Work to complete
Count the lines in the entries below that contain the string "city", treating uppercase and lowercase letters as distinct, and give only the number.
— Start of Records to use —
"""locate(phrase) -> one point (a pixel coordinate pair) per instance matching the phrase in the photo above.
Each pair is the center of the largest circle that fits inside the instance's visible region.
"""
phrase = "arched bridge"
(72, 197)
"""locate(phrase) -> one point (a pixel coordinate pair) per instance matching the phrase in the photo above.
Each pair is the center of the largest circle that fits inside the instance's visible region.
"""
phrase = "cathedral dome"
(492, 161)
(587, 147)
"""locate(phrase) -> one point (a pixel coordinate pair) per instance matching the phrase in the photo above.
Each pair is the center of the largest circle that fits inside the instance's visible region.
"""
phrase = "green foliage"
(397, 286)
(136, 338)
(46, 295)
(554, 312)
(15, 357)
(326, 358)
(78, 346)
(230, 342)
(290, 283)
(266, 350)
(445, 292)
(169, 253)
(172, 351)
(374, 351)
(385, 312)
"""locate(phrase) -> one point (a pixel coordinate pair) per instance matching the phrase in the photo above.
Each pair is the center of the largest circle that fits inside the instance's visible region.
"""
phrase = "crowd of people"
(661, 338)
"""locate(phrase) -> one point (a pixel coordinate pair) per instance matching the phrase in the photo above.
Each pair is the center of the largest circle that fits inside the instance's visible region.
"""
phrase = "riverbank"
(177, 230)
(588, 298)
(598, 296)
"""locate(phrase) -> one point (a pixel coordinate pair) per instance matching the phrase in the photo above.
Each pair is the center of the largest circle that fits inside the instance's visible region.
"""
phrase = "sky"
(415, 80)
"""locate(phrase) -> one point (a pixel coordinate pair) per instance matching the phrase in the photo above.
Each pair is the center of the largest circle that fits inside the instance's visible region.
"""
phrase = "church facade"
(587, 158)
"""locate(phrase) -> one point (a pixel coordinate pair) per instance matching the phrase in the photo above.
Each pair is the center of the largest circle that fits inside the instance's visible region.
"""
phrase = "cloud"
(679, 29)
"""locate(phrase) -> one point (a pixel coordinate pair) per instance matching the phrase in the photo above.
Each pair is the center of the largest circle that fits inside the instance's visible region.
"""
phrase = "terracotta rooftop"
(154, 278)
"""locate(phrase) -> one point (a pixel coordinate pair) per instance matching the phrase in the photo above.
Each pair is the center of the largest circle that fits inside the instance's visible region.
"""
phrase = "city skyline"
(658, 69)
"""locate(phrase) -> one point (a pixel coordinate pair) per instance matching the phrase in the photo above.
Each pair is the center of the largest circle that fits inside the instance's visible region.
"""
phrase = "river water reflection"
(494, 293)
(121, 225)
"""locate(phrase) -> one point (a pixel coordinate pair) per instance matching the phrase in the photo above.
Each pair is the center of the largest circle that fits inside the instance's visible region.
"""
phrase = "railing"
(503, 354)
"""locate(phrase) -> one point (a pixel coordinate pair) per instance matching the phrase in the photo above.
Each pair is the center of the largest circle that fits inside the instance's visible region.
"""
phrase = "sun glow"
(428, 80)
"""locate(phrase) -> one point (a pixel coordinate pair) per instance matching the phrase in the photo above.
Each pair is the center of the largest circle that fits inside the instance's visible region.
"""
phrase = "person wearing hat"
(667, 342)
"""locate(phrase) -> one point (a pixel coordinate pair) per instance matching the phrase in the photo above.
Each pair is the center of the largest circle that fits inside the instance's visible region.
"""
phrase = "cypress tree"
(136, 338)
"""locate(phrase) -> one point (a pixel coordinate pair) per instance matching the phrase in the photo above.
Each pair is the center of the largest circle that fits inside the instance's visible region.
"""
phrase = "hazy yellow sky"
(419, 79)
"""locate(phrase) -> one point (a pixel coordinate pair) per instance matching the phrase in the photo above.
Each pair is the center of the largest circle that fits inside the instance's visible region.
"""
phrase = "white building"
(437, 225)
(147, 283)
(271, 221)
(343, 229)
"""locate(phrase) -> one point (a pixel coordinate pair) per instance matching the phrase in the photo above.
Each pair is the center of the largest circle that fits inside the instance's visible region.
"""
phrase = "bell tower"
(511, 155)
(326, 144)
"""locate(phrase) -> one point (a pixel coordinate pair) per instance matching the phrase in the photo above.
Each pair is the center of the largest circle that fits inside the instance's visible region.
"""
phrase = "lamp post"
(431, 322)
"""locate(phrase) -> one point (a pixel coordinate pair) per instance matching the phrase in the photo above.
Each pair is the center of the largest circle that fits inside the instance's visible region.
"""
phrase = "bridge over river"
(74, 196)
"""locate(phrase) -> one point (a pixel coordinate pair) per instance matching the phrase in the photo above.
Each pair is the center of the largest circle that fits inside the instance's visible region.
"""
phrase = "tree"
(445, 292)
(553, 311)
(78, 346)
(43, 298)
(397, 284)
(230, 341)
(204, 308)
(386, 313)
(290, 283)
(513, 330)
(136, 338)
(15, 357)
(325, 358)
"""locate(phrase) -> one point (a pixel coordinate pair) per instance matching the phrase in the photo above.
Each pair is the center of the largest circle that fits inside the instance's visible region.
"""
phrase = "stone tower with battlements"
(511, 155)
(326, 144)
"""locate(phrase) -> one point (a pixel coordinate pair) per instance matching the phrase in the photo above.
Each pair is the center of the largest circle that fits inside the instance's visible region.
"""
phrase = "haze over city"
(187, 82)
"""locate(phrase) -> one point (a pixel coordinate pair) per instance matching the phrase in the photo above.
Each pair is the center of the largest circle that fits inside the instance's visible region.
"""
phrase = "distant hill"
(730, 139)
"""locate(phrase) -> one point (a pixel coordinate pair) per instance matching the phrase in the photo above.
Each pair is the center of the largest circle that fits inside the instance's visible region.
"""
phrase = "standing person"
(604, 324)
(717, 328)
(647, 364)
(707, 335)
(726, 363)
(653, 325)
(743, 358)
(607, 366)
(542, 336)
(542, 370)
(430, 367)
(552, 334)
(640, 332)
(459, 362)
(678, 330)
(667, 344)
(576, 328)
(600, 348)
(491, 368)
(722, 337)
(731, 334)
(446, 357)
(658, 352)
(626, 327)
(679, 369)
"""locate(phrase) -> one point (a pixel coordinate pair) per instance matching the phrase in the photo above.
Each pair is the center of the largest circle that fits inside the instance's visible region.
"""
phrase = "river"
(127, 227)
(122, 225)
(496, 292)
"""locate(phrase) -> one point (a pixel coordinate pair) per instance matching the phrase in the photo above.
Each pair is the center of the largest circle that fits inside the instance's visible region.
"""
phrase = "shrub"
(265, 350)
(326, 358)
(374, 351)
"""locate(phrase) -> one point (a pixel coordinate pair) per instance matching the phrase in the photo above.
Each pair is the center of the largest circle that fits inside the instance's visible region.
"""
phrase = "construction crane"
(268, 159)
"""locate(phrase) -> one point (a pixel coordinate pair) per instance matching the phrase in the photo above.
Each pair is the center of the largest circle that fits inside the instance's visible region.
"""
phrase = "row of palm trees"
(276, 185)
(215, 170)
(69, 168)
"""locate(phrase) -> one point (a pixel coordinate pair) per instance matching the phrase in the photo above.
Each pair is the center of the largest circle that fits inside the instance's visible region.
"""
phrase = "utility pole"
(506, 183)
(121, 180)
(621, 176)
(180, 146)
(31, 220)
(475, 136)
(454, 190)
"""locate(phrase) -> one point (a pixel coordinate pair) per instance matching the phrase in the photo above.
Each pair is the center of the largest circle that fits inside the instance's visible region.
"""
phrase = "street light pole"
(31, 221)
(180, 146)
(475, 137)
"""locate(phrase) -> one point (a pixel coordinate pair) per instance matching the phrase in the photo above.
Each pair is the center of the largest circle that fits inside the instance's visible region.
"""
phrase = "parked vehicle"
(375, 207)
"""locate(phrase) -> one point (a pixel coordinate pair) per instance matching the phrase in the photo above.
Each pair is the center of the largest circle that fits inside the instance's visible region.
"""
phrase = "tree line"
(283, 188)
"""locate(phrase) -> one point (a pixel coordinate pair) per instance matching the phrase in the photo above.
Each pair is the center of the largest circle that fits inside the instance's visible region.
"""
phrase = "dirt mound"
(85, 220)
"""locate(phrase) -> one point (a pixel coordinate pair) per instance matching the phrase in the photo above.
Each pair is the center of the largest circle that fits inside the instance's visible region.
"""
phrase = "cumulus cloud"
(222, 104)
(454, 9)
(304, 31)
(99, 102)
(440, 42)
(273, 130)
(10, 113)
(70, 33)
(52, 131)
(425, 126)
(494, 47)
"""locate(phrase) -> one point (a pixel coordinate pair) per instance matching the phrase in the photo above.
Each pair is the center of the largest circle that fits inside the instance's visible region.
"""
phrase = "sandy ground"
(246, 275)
— End of Records to use —
Solution below
2